**ページ本文:**
......
2024年1月15日に発表された、株式会社ココナラ2024年8月期第1四半期決算説明の内容を書き起こしでお伝えします。

スピーカー:株式会社ココナラ 代表取締役社長CEO 鈴木歩 氏
株式会社ココナラ 執行役員CFO 松本成一郎 氏

ココナラの事業内容

鈴木歩氏(以下、鈴木):代表取締役社長CEOの鈴木です。どうぞよろしくお願いします。本日は事業内容のご紹介、財務・決算説明、トピックス、今後の方向性の4部構成でご説明します。

まず事業内容です。サービス名称をアップデートしているため、簡単に補足します。

我々が主力としているサービスは、マーケットプレイスの「ココナラスキルマーケット」です。また、新しいセグメントとして「ココナラ法律相談」を「メディア」と呼んでいます。こちらの2つは、これまでと大きく変わりません。

一方、昨年1月頃から本格的に開始しているエージェントセグメントでは、トータル4つのサービスがラインナップされています。こちらの部分をマイナーアップデートしています。

これまでの「ココナラテックエージェント」は「ココナラテック」、「ココナラプロフェッショナル」を「ココナラプロ」、そして「ココナラハイコンサル」を「ココナラコンサル」に名称変更しています。

より短く、ストレートに伝わるサービス名称にすることで、ユーザーに訴求していきたいという考えです。

ココナラのVision&Mission

ココナラのVision・Missionです。Visionは「一人ひとりが『自分のストーリー』を生きていく世の中をつくる」です。

Missionでは引き続き、「個人の知識・スキル・経験を可視化し、必要とする全ての人に結びつけ、個人をエンパワーメントするプラットフォームを提供する」を掲げています。

ココナラが実現したいこと

ココナラが実現したいことについてご説明します。最終的には、すべてが揃うサービスプラットフォームを実現していきたいと思っています。サービスプラットフォームを通じてサービス・スキル・知識・経験を提供する人、享受する人といった、あらゆる人に機会を提供します。

また、オンラインプラットフォームの特性を活かしながら、時間・場所・環境・年齢にとらわれず、あらゆるユーザーとクライアント、個人と社会のつながりを作っていきます。

そして、フェアな取引を実現します。我々が作り続けているマーケット自体が先駆者のいない領域のため、一挙手一投足において誠実かつ信頼性の高いかたちで事業を進めていき、マーケットを作り上げていきます。

ココナラがターゲットとする市場規模イメージ

ココナラがターゲットとする市場規模イメージです。オンライン・オフライン問わず、サービスマッチングの潜在市場の規模は18兆円あり、今後10年間をかけて、10%をオンライン化した場合の1.8兆円をターゲットと捉えています。

一番小さなオンラインマッチング市場規模の枠組み部分のみ、マイナーアップデートしています。これまでは2020年時点のデータを提示し続けていましたが、直近である2023年の約3,000億円にアップデートしています。

我々の取り組みについては変わっていません。巨大な市場に対し、我々だけが成せるUI・UXを通じ、オンライン化を加速していきながら市場を作り、その中でしっかりとシェアを取っていきます。
......
**次の課題:**
a – ココナラの決算説明で、鈴木氏が示した説明の構成4部をすべて書き出してください。
b – ココナラの決算説明を、最後の文の次から引き継いで書き進める。
項目はここでの作業には関係しない。

**項目一覧:**
......
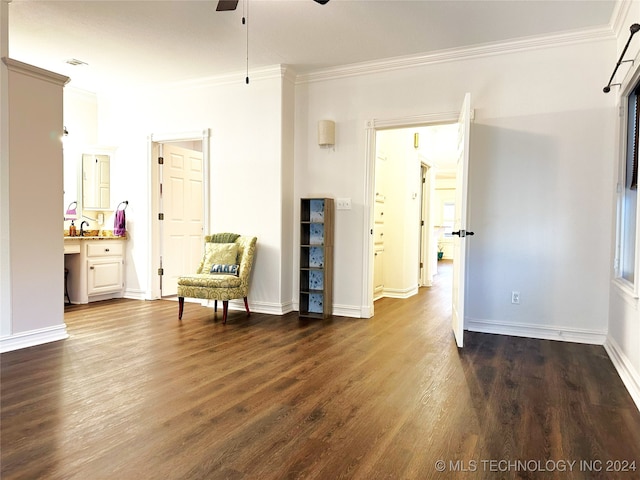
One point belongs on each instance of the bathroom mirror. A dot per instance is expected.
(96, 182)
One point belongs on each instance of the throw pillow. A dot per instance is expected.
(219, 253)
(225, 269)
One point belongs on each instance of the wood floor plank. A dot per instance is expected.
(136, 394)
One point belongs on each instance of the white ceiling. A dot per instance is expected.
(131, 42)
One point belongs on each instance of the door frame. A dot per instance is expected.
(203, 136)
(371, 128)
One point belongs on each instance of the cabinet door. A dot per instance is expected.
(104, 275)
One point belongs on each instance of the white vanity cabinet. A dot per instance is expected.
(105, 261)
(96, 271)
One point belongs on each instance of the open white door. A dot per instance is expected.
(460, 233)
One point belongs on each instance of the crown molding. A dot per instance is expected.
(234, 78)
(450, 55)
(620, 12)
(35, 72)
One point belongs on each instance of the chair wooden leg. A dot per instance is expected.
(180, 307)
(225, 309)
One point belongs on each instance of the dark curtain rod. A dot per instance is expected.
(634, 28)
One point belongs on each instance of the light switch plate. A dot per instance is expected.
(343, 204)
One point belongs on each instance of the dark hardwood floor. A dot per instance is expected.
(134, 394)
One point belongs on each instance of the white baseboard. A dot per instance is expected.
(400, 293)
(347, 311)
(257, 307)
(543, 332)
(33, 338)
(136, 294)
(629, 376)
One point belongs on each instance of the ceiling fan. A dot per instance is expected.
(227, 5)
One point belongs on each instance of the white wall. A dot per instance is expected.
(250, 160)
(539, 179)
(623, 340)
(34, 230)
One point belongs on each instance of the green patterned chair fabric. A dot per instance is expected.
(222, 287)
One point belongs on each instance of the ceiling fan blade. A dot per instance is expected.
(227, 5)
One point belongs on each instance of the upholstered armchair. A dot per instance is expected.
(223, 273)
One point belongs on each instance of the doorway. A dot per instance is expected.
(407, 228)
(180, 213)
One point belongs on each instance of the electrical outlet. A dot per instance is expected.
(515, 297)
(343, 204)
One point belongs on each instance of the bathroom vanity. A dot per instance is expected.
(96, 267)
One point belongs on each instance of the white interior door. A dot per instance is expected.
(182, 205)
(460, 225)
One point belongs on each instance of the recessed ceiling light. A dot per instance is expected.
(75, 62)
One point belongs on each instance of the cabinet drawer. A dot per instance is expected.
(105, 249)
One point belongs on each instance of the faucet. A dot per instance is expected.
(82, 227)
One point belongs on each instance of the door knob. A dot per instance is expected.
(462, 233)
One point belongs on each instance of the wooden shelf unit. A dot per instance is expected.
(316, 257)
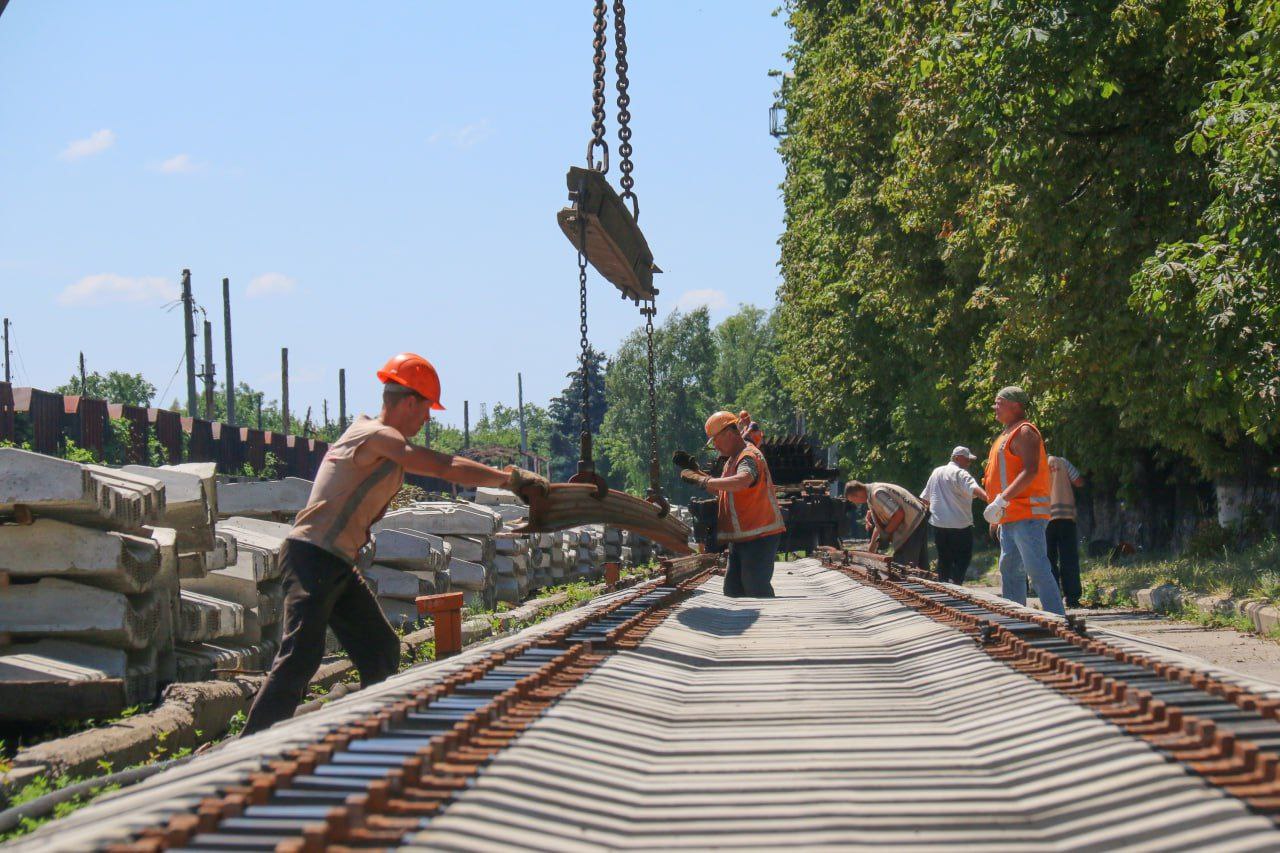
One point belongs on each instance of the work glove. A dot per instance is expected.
......
**課題の解答:**
a – 事業内容のご紹介、財務・決算説明、トピックス、今後の方向性

b –
セグメントの変更

続いて決算説明です。まず、セグメントの変更について簡単にご説明します。

この2四半期の間に2段階で変更しているため、今回はスライド右側にお示しした最新のセグメントでご説明します。売上の9割近くを占める「ココナラスキルマーケット」は、今後のセグメント名を「マーケットプレイス」とします。

中央にお示ししている「ココナラテックエージェント」と呼んでいたセグメントは、テック領域以外のエージェントサービスも複数立ち上がってきたことを鑑み、すべてを総称して「エージェント」とします。

「法律相談」のセグメントも、今後の新たな事業領域拡大を見据え、法律相談にとらわれることなく「メディア」としてセグメントを設定しています。

今後は「マーケットプレイス」「エージェント」「メディア」という区分でご説明していきます。

2024年8月期第1四半期 決算ハイライト

決算ハイライトです。まず、連結についてです。全社売上高は前年同期比プラス28パーセントで、13.9億円に拡大しています。営業利益は黒字で着地しています。

マーケットプレイスについては、流通高は前年同期比プラス7パーセント、売上高は前年同期比プラス8パーセントの成長となっており、新しい機能をいくつか立ち上げています。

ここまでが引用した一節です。